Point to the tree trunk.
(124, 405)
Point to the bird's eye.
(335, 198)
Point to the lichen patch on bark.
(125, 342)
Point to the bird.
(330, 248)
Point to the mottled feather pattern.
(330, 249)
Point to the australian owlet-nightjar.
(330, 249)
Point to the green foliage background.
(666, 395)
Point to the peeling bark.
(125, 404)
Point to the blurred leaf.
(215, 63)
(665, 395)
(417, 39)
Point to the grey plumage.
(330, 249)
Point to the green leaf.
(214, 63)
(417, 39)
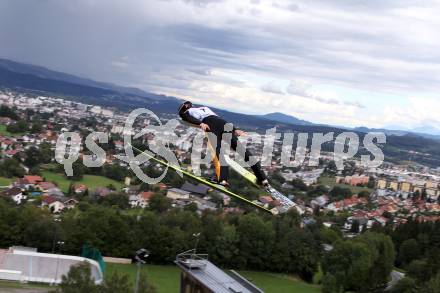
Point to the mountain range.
(401, 145)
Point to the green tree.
(144, 285)
(330, 284)
(256, 241)
(409, 251)
(78, 280)
(406, 285)
(117, 283)
(433, 286)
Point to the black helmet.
(185, 106)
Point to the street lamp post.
(55, 232)
(140, 258)
(60, 243)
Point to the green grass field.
(166, 279)
(4, 132)
(91, 181)
(331, 181)
(6, 181)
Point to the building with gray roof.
(199, 275)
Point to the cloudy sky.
(374, 63)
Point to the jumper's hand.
(239, 132)
(205, 127)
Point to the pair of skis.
(284, 201)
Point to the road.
(395, 278)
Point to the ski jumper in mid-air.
(208, 121)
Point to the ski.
(204, 181)
(285, 201)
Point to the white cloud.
(274, 55)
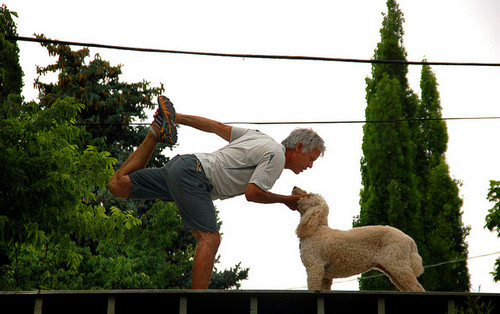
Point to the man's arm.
(255, 194)
(206, 125)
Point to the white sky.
(227, 89)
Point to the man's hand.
(292, 200)
(255, 194)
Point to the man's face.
(299, 161)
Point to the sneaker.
(163, 124)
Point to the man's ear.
(298, 148)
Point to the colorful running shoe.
(163, 124)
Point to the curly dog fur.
(328, 253)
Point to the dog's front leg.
(315, 275)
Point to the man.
(250, 164)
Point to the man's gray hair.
(309, 139)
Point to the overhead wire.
(245, 56)
(311, 122)
(95, 45)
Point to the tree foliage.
(493, 218)
(155, 254)
(405, 178)
(45, 192)
(11, 74)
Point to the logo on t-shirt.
(271, 158)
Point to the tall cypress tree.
(389, 195)
(406, 181)
(442, 228)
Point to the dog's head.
(313, 210)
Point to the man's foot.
(164, 122)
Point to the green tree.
(11, 74)
(493, 218)
(389, 195)
(110, 107)
(406, 181)
(442, 228)
(45, 197)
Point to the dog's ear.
(309, 222)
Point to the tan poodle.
(328, 253)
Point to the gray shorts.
(182, 181)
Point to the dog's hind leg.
(404, 279)
(326, 284)
(315, 277)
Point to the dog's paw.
(298, 191)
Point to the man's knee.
(211, 239)
(120, 186)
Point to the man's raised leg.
(162, 130)
(119, 185)
(204, 257)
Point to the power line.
(244, 56)
(312, 122)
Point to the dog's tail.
(416, 260)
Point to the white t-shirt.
(250, 157)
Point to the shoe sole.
(167, 112)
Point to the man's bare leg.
(204, 258)
(119, 185)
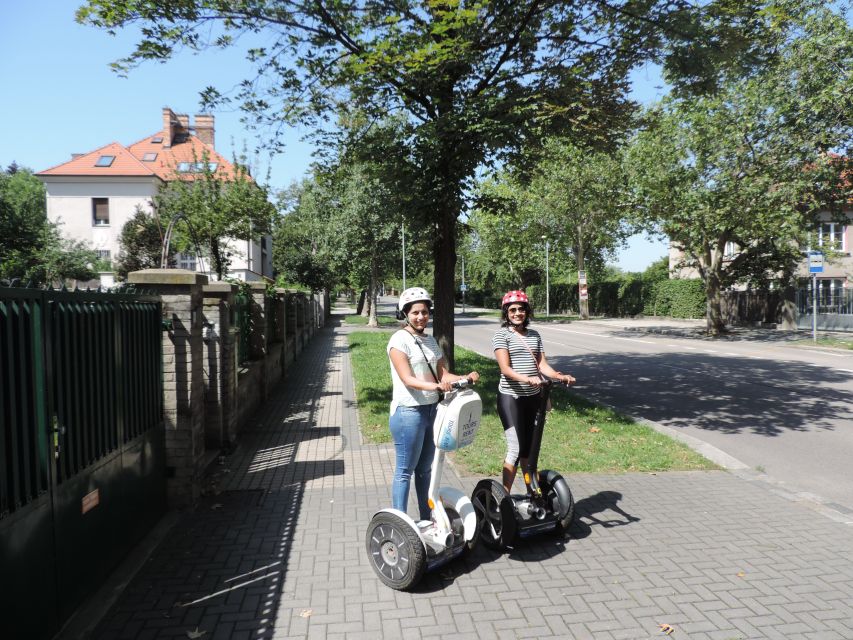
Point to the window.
(832, 234)
(186, 261)
(100, 212)
(196, 167)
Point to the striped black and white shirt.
(520, 359)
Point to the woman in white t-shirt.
(418, 373)
(521, 357)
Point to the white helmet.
(412, 295)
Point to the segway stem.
(531, 477)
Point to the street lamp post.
(547, 280)
(464, 286)
(403, 236)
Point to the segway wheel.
(396, 552)
(494, 506)
(558, 498)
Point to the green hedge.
(676, 298)
(611, 298)
(630, 296)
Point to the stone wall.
(209, 396)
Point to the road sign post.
(815, 267)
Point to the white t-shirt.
(404, 341)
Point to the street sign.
(815, 262)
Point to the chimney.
(170, 123)
(204, 130)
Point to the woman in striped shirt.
(521, 357)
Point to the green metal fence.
(82, 450)
(243, 307)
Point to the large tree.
(750, 163)
(474, 78)
(140, 244)
(218, 208)
(347, 220)
(581, 197)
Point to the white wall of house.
(71, 204)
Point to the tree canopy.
(476, 80)
(750, 165)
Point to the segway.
(400, 549)
(548, 504)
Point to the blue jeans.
(411, 429)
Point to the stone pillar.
(183, 380)
(220, 372)
(259, 341)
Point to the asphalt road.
(782, 409)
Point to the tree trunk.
(368, 302)
(714, 314)
(444, 255)
(583, 305)
(371, 296)
(216, 257)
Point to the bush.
(611, 298)
(676, 298)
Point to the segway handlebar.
(550, 381)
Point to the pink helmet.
(515, 296)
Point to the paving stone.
(276, 550)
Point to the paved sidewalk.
(277, 549)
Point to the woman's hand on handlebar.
(566, 379)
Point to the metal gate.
(82, 451)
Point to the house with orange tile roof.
(94, 194)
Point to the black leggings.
(518, 416)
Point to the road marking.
(599, 335)
(827, 353)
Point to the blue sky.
(60, 97)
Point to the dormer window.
(196, 167)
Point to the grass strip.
(384, 321)
(579, 435)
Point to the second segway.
(547, 505)
(401, 549)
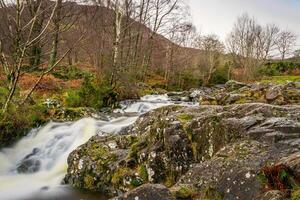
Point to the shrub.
(70, 73)
(220, 76)
(91, 95)
(279, 68)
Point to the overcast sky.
(218, 16)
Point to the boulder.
(148, 192)
(206, 151)
(234, 85)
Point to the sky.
(218, 16)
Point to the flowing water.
(34, 167)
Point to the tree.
(212, 50)
(251, 44)
(286, 42)
(28, 26)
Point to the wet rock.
(214, 150)
(273, 93)
(273, 195)
(234, 85)
(30, 165)
(148, 192)
(293, 163)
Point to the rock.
(273, 93)
(273, 195)
(29, 166)
(237, 93)
(207, 100)
(148, 192)
(214, 151)
(234, 85)
(292, 162)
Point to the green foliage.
(143, 173)
(281, 79)
(183, 117)
(279, 68)
(220, 76)
(70, 73)
(3, 95)
(135, 182)
(91, 95)
(185, 192)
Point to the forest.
(66, 60)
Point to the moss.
(281, 79)
(142, 171)
(136, 182)
(295, 194)
(183, 117)
(119, 175)
(89, 182)
(185, 192)
(211, 194)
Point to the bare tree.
(251, 44)
(212, 50)
(286, 42)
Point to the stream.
(35, 166)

══════════════════════════════

GOAL:
Please reproduce every one of the rows above word for word, leaving out the pictures.

TASK RESULT:
Point to the tree trunk.
(124, 405)
Point to the bird's eye.
(335, 198)
Point to the lichen patch on bark.
(125, 342)
Point to the bird.
(330, 248)
Point to the mottled feather pattern.
(330, 249)
Point to the australian owlet-nightjar.
(330, 249)
Point to the green foliage background.
(666, 395)
Point to the peeling bark.
(125, 404)
Point to the blurred leaf.
(215, 63)
(665, 395)
(417, 39)
Point to the grey plumage.
(330, 249)
Point to the green leaf.
(214, 63)
(417, 39)
Point to the mountain range.
(401, 145)
Point to the green tree.
(144, 285)
(330, 284)
(256, 241)
(409, 251)
(78, 280)
(406, 285)
(117, 283)
(433, 286)
Point to the black helmet.
(185, 106)
Point to the street lamp post.
(55, 232)
(140, 258)
(60, 243)
Point to the green grass field.
(166, 279)
(4, 132)
(91, 181)
(331, 181)
(6, 181)
Point to the building with gray roof.
(199, 275)
Point to the cloudy sky.
(374, 63)
Point to the jumper's hand.
(239, 132)
(205, 127)
Point to the pair of skis.
(284, 201)
Point to the road.
(395, 278)
Point to the ski jumper in mid-air.
(208, 121)
Point to the ski.
(204, 181)
(285, 201)
Point to the white cloud.
(274, 55)
Point to the man's arm.
(255, 194)
(206, 125)
Point to the white sky.
(227, 89)
Point to the man's hand.
(292, 200)
(255, 194)
Point to the man's face.
(299, 161)
Point to the sneaker.
(163, 124)
Point to the man's ear.
(298, 148)
Point to the colorful running shoe.
(163, 124)
Point to the curly dog fur.
(328, 253)
Point to the dog's front leg.
(315, 275)
Point to the man.
(250, 164)
Point to the man's gray hair.
(309, 139)
Point to the overhead wire.
(245, 56)
(311, 122)
(95, 45)
Point to the tree foliage.
(493, 218)
(155, 254)
(405, 178)
(45, 192)
(11, 74)
Point to the logo on t-shirt.
(271, 158)
Point to the tall cypress tree.
(389, 195)
(406, 181)
(442, 228)
Point to the dog's head.
(313, 210)
Point to the man's foot.
(164, 122)
Point to the green tree.
(11, 74)
(493, 218)
(389, 195)
(110, 107)
(406, 181)
(442, 228)
(45, 197)
Point to the dog's ear.
(309, 222)
Point to the tan poodle.
(328, 253)
Point to the gray shorts.
(182, 181)
Point to the dog's hind leg.
(404, 279)
(326, 284)
(315, 277)
Point to the dog's paw.
(298, 191)
Point to the man's knee.
(211, 239)
(120, 186)
Point to the man's raised leg.
(162, 130)
(119, 185)
(204, 257)
Point to the power line.
(244, 56)
(312, 122)
Point to the dog's tail.
(416, 260)
Point to the white t-shirt.
(250, 157)
Point to the shoe sole.
(167, 112)
Point to the man's bare leg.
(204, 258)
(119, 185)
Point to the window.
(832, 234)
(186, 261)
(100, 212)
(196, 167)
Point to the striped black and white shirt.
(520, 359)
Point to the woman in white t-shirt.
(418, 373)
(521, 357)
Point to the white helmet.
(412, 295)
Point to the segway stem.
(531, 477)
Point to the street lamp post.
(547, 280)
(464, 286)
(403, 236)
Point to the segway wheel.
(396, 552)
(494, 506)
(558, 498)
Point to the green hedge.
(676, 298)
(611, 298)
(630, 296)
Point to the stone wall.
(209, 396)
Point to the road sign post.
(815, 267)
Point to the white t-shirt.
(404, 341)
Point to the street sign.
(815, 262)
Point to the chimney.
(170, 123)
(204, 130)
Point to the woman in striped shirt.
(521, 357)
Point to the green metal fence.
(82, 450)
(243, 307)
Point to the large tree.
(750, 163)
(474, 78)
(140, 244)
(218, 208)
(347, 220)
(581, 197)
Point to the white wall of house.
(71, 204)
Point to the tree canopy.
(476, 80)
(750, 165)
Point to the segway.
(400, 549)
(548, 504)
Point to the blue jeans.
(411, 429)
Point to the stone pillar.
(183, 380)
(220, 372)
(259, 341)
Point to the asphalt road.
(782, 409)
Point to the tree trunk.
(368, 302)
(714, 314)
(444, 255)
(583, 305)
(371, 296)
(216, 257)
Point to the bush.
(611, 298)
(676, 298)
Point to the segway handlebar.
(550, 381)
Point to the pink helmet.
(515, 296)
Point to the paving stone.
(276, 550)
Point to the paved sidewalk.
(277, 549)
Point to the woman's hand on handlebar.
(566, 379)
Point to the metal gate.
(82, 451)
Point to the house with orange tile roof.
(94, 194)
Point to the black leggings.
(518, 416)
Point to the road marking.
(599, 335)
(827, 353)
Point to the blue sky.
(60, 97)
Point to the dormer window.
(196, 167)
Point to the grass strip.
(384, 321)
(579, 435)
Point to the second segway.
(547, 505)
(401, 549)
Point to the shrub.
(70, 73)
(220, 76)
(91, 95)
(279, 68)
Point to the overcast sky.
(218, 16)
Point to the boulder.
(148, 192)
(206, 151)
(234, 85)
Point to the sky.
(218, 16)
Point to the flowing water.
(34, 167)
Point to the tree.
(212, 50)
(251, 44)
(286, 42)
(28, 26)
Point to the wet rock.
(214, 150)
(273, 93)
(273, 195)
(234, 85)
(30, 165)
(148, 192)
(293, 163)
Point to the rock.
(273, 93)
(273, 195)
(29, 166)
(237, 93)
(207, 100)
(148, 192)
(214, 151)
(234, 85)
(292, 162)
Point to the green foliage.
(143, 173)
(281, 79)
(183, 117)
(279, 68)
(220, 76)
(70, 73)
(3, 95)
(135, 182)
(91, 95)
(185, 192)
Point to the forest.
(66, 60)
Point to the moss.
(281, 79)
(142, 171)
(136, 182)
(295, 194)
(183, 117)
(119, 175)
(89, 182)
(185, 192)
(211, 194)
Point to the bare tree.
(251, 44)
(212, 50)
(286, 42)
Point to the stream.
(35, 166)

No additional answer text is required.